(Coordinate annotation entries)
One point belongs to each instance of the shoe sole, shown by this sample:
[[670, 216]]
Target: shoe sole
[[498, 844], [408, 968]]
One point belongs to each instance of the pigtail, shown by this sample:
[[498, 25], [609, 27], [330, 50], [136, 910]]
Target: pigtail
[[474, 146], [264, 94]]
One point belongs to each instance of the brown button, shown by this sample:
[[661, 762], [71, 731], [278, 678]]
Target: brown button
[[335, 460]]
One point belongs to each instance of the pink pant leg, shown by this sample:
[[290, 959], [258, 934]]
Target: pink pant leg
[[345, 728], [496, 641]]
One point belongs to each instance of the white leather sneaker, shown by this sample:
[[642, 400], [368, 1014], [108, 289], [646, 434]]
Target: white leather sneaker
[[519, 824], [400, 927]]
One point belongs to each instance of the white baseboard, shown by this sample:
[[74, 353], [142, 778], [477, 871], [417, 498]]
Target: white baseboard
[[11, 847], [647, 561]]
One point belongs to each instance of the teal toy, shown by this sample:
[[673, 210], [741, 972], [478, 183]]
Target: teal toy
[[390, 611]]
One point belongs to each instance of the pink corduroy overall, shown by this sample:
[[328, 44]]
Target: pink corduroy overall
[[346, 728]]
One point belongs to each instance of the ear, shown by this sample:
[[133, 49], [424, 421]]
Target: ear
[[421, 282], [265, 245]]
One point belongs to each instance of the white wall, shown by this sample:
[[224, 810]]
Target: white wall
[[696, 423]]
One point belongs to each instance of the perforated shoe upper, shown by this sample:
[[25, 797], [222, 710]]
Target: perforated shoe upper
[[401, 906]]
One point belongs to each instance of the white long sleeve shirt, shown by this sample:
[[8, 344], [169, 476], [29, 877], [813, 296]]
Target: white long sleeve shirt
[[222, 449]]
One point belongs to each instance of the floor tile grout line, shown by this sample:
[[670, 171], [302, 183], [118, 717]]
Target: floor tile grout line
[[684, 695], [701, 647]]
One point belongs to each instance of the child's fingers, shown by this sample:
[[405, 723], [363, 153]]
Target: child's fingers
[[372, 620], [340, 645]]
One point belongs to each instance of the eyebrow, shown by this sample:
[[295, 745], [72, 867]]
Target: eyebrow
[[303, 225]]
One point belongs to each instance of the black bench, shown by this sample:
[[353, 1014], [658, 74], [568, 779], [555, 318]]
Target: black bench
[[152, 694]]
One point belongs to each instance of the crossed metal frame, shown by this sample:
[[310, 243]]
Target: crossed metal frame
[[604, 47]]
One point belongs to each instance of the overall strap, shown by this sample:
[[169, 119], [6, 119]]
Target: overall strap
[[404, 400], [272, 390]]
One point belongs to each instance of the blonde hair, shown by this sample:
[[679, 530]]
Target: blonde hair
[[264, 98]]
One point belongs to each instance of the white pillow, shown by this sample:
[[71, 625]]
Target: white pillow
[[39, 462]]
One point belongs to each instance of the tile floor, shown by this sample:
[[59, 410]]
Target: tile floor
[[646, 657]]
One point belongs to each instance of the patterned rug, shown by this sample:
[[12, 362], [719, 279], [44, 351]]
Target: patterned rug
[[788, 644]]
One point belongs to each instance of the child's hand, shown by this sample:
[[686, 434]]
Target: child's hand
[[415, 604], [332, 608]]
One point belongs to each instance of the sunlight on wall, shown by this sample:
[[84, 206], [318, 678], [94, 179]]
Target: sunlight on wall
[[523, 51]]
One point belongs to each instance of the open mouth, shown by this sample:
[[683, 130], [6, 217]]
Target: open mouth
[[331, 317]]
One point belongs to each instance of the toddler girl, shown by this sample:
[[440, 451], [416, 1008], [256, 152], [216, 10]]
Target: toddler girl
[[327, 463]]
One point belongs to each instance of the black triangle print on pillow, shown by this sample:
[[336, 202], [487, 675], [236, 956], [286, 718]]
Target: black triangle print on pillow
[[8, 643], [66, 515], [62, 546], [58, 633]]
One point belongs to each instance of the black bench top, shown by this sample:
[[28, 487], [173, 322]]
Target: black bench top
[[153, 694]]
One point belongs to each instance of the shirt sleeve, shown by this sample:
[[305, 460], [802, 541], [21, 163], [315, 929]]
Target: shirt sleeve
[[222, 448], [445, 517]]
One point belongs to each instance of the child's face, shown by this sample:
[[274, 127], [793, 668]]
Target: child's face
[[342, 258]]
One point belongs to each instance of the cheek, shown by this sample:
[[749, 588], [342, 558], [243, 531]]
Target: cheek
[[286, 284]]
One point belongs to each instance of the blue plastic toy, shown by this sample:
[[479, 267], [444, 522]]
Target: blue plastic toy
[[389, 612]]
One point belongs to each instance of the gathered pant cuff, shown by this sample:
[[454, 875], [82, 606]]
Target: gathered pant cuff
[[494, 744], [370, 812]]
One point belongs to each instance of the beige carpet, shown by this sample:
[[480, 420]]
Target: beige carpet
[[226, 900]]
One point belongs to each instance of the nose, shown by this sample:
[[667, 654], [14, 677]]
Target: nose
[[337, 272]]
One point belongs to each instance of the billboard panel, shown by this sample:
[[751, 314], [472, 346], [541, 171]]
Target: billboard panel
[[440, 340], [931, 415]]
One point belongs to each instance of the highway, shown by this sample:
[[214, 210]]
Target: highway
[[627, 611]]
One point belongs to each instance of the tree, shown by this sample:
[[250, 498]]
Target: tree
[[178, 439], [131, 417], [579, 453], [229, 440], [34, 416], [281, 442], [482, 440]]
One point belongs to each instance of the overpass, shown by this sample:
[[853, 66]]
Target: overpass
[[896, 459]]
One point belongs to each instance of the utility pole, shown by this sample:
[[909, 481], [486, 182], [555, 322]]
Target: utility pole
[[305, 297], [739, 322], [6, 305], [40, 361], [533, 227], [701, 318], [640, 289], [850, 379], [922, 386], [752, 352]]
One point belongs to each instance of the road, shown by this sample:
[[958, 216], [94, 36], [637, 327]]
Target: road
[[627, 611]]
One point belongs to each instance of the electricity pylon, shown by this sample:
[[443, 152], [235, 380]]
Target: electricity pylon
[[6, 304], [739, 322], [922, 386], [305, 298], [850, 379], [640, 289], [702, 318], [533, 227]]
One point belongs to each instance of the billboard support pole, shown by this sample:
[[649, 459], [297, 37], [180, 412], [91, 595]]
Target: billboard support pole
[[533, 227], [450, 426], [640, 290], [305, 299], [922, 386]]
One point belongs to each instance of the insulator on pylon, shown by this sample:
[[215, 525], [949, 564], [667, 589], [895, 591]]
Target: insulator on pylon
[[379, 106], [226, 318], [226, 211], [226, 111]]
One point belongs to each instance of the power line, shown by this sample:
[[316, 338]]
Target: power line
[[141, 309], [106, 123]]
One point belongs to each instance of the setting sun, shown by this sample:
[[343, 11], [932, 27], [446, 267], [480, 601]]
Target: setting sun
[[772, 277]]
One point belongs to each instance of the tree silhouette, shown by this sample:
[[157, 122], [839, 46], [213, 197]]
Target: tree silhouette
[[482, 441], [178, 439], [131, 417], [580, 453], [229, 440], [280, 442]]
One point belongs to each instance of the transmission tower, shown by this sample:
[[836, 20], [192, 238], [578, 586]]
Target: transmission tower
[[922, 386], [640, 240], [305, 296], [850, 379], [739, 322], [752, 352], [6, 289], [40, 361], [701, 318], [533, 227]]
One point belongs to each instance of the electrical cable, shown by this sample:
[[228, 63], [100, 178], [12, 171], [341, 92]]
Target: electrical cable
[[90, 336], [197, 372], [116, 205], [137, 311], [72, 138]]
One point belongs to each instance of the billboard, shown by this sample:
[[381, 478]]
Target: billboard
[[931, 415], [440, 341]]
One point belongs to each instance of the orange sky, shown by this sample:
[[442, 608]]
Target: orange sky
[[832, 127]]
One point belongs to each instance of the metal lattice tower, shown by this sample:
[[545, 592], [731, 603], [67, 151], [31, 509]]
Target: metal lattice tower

§ Stated exercise: Rewrite the records from the beginning through the line containing "[[474, 146], [264, 94]]", swapping "pigtail" for "braid" and leaving everything else as it is.

§ Exercise solution:
One point belongs to each instance of the shoe sole, shown by this sample:
[[670, 216]]
Target: shoe sole
[[498, 844], [408, 968]]
One point belongs to each instance of the braid, shown by this sample:
[[498, 25], [609, 27], [330, 50], [136, 910]]
Target: braid
[[474, 146], [264, 94]]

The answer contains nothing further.